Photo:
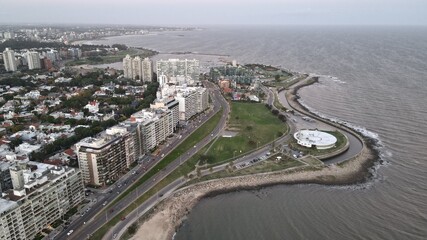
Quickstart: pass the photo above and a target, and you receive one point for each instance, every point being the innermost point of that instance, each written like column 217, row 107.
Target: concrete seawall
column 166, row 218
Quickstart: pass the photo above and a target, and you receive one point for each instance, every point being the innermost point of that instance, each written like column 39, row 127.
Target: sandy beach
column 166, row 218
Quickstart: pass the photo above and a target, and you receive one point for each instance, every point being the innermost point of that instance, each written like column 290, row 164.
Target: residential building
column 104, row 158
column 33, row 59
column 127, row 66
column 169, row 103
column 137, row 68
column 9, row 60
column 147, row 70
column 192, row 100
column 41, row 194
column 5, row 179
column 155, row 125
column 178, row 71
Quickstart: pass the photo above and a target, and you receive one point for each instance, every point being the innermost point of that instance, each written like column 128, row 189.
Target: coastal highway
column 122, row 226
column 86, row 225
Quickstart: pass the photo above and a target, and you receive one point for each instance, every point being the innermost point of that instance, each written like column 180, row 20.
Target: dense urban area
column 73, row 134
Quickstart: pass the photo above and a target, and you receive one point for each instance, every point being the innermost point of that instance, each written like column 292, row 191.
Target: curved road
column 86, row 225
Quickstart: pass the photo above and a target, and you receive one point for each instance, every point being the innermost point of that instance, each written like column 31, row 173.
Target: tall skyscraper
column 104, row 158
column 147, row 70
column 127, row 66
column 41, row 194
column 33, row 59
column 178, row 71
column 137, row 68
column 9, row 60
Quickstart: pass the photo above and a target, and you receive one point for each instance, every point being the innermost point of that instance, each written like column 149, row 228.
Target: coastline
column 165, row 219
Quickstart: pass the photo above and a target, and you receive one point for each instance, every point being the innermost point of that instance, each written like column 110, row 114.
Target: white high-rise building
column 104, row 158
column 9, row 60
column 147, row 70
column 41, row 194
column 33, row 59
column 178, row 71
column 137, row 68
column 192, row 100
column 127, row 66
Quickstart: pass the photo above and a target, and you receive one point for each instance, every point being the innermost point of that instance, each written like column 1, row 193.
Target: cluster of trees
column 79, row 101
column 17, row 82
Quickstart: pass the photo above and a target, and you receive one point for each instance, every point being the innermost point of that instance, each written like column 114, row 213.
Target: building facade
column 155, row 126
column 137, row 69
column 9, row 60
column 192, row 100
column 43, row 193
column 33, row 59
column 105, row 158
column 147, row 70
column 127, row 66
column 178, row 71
* * * * *
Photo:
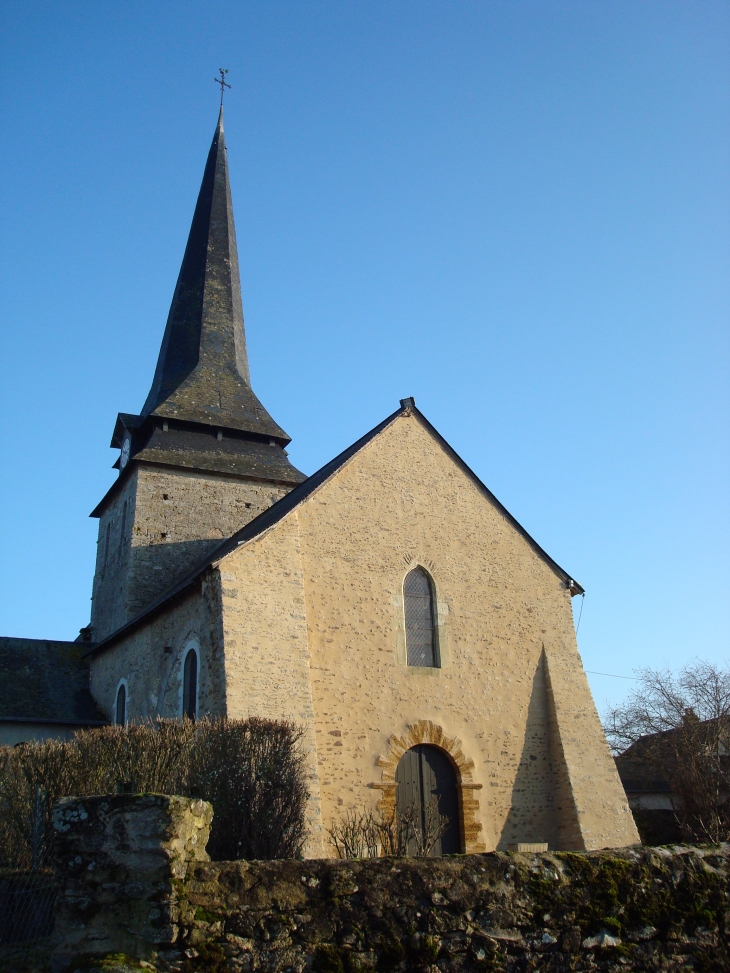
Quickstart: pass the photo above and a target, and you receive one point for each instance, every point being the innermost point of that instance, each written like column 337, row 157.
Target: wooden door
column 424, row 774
* * * * *
== STATED GOAL ==
Update the lines that begin at the one containing "149, row 228." and stop after the one containing "column 17, row 82": write them out again with "Quickstart" replaced by "Usage" and everything else left as it is.

== RESPONSE ==
Usage: pass the photo above and a target, and you receive one point for each instance, every point being the innermost point of that instance, each written like column 149, row 228.
Target: coastline
column 165, row 219
Usage: pass the photo above and a target, and you receive one point for each instance, every point being the innermost point of that instance, each written like column 110, row 114.
Target: white high-rise building
column 104, row 158
column 9, row 60
column 147, row 70
column 41, row 194
column 33, row 59
column 178, row 71
column 137, row 68
column 192, row 100
column 127, row 66
Usage: pass the photo above and a target, and you receive one point for each instance, every point being the innermost point of that instance, each written like column 1, row 193.
Target: cluster of trees
column 79, row 101
column 17, row 82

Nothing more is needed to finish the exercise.